Document passage:
In any event, UCC has stepped up to the mark and as I understand it, will soon be publishing its new strategy which will further underline its experience and expertise to promote our country's potential and service to the community.

Teaching
The ability of the university to do this runs along two strands.  The first of these strands is quality teaching which for me, is the raison d'etre of any university.  Nonetheless, in a time of "budgetary realignment",  to use the official wording, teaching budgets are the first to be hit.

To an extent, such cutbacks are outside the competence of the university. 

But what is not outside our control is an insistence that those who lead, or who want to lead, research projects should also justify how their projects can enhance the teaching mission of the university.  It is of no small significance that in the great universities of the United States, the great are good, and the good are great, because they are often engaging teachers as well as imaginative researchers.

We should not put our teachers and researchers into what are often mutually exclusive boxes.  Everybody in the university should teach.  And I regret that in some cases, the designation of excellence in research is taken that there are certain people who "do not teach".  This is undesirable.

Excellence in research should always find its way into the classroom.

What you need to do: Resume the passage on teaching and research at UCC after its last sentence, and carry its argument forward in the same voice. The listing is separate material, unrelated to the passage on teaching and research at UCC.

Data excerpts:
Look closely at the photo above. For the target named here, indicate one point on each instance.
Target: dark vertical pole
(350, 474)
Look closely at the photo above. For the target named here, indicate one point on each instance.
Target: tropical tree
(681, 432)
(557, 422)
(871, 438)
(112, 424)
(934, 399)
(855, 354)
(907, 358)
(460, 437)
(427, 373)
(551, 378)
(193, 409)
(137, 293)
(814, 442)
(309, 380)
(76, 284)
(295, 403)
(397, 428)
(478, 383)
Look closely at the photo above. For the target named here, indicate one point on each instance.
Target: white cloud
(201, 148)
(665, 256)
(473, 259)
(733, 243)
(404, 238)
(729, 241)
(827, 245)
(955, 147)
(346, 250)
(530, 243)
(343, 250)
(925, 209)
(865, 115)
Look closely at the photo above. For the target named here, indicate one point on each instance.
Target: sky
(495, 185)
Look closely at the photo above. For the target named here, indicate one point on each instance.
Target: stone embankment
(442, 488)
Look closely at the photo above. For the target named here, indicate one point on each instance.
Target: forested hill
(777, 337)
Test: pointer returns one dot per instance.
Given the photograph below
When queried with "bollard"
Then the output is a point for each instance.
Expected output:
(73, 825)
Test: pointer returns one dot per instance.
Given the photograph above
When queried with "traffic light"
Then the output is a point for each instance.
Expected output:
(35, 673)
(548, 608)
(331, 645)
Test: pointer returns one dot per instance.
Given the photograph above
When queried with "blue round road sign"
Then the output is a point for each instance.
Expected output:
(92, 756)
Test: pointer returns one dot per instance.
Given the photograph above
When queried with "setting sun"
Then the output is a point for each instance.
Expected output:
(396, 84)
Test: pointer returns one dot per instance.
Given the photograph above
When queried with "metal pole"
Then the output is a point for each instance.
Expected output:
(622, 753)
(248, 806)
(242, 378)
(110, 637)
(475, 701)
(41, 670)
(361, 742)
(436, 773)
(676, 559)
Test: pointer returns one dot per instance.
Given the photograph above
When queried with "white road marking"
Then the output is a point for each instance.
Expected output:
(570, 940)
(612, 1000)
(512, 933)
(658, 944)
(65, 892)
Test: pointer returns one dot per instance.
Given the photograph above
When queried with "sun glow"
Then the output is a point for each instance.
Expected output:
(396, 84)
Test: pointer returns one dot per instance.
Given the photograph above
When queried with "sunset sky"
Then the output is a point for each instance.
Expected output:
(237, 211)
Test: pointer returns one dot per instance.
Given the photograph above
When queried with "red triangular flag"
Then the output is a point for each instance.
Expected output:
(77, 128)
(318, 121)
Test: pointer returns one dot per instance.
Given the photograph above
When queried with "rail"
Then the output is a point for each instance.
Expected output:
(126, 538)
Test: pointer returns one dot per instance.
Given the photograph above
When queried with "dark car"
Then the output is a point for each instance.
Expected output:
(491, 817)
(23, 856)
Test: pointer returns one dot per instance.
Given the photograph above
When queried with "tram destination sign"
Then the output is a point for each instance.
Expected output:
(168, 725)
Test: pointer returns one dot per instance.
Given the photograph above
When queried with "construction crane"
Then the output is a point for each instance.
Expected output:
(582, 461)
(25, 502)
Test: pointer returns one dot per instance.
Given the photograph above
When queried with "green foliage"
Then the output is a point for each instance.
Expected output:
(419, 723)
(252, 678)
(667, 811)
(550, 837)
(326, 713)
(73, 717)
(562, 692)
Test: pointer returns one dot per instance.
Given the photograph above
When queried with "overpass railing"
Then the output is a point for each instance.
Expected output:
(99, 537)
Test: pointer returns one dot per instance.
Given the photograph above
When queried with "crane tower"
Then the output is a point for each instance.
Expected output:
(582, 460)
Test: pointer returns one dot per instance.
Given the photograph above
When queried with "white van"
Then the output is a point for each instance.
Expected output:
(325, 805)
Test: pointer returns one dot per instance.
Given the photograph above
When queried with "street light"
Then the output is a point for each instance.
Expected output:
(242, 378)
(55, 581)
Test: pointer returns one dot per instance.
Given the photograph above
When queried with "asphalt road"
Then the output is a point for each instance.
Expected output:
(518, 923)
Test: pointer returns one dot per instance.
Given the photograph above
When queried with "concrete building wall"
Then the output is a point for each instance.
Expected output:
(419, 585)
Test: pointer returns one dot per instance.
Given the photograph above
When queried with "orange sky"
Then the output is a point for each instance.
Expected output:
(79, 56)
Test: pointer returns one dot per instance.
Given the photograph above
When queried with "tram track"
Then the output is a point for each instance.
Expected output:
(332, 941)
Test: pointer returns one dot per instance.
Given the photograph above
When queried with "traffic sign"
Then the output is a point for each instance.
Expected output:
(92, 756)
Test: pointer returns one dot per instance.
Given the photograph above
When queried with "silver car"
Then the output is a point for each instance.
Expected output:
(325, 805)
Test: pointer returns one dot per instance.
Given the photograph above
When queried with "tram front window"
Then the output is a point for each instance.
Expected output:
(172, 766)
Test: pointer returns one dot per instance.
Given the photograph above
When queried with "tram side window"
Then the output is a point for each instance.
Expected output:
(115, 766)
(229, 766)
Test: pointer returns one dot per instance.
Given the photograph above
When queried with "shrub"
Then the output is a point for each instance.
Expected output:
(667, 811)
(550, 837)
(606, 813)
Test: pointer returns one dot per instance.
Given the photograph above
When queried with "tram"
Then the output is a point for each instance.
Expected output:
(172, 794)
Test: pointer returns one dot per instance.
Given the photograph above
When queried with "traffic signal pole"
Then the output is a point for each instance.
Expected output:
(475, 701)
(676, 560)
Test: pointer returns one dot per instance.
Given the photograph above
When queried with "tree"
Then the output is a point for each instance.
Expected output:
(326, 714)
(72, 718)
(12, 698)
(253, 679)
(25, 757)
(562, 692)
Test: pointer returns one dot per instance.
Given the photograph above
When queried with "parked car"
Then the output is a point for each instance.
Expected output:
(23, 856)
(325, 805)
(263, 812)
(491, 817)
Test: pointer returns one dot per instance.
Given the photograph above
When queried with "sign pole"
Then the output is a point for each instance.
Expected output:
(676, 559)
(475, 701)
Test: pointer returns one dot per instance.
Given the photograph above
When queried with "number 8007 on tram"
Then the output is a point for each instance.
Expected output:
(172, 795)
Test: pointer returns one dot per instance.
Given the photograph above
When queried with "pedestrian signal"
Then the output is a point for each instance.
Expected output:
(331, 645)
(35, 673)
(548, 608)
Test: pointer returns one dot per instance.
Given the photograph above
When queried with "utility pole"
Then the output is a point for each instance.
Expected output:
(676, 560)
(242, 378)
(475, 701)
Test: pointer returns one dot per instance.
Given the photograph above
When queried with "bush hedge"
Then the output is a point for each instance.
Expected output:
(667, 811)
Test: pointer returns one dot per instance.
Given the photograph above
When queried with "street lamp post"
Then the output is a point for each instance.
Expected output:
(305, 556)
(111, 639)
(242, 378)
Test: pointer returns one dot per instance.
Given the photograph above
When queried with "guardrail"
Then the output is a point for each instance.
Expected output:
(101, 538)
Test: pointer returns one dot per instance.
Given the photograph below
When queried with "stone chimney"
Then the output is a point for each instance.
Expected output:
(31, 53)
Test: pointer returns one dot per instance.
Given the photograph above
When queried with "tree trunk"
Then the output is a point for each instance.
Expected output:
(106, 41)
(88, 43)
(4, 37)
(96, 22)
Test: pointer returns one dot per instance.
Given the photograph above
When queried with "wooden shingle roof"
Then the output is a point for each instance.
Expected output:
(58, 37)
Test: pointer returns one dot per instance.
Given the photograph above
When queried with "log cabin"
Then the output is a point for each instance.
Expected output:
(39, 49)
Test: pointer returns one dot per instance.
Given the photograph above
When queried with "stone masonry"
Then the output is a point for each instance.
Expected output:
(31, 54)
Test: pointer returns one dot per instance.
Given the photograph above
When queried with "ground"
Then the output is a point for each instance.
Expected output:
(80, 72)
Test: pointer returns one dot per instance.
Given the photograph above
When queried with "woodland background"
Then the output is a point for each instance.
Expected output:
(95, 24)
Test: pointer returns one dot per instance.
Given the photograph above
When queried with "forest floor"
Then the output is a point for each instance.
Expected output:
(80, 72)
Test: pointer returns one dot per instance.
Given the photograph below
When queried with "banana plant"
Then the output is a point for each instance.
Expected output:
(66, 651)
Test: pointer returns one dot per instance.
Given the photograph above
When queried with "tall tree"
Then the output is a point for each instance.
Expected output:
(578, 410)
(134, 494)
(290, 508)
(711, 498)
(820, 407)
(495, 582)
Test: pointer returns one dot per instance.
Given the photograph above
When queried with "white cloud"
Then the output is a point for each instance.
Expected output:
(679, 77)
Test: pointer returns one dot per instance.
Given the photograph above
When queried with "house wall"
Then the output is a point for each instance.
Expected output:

Result below:
Research
This brings me to Strand Two, and to the importance of research.  Over the past ten years, I have had the privilege to be involved with the Research Council which in 1999 was set up by a distinguished graduate of UCC, Minister Micheál Martin.  In the interim, it has evolved into a body which manages different schemes which provide significant financial support and scientific advice.  It also provides a bridge for researchers in the Humanities and Social Sciences (HSS), be they post-graduates or professionals, to network with colleagues in Europe and by doing so, to realise, not just their own potential, but how this can be complemented by others. 

As with the internal culture of the university and as the Irish proverb puts it, is ar scáth a chéile a mhaireann na daoine: We live in one another's shadows.

I appreciate how important our awards are to Faculty and I salute those who have been successful.  That these awards are managed through a process of international peer review also celebrates the fact that your creativity and excellence have been benchmarked to international standards.  As with other aspects of our HSS culture, to which I have referred, this process will continue to bring challenges for future competitions.  But they are such as can only enhance the reputation of the university.

The University as a Community
  • As we look to the future, and as I look out at you, Graduates, as persons whose competence in the Humanities and Social Sciences we celebrate to-day, we have to stress
  • the sense of the "connectedness" in what we do, both inside the university, and outside it, and in turn, between our university and our country
  • the fact that our students benefit from the so-called Student Experience as well as from pursuing a degree
  • that our professors, lecturers, and tutors "educate" as well as teach, and finally,
  • that as our HSS researchers bring us to the cutting edge of our disciplines, we can help address some of the social and cultural issues of our country.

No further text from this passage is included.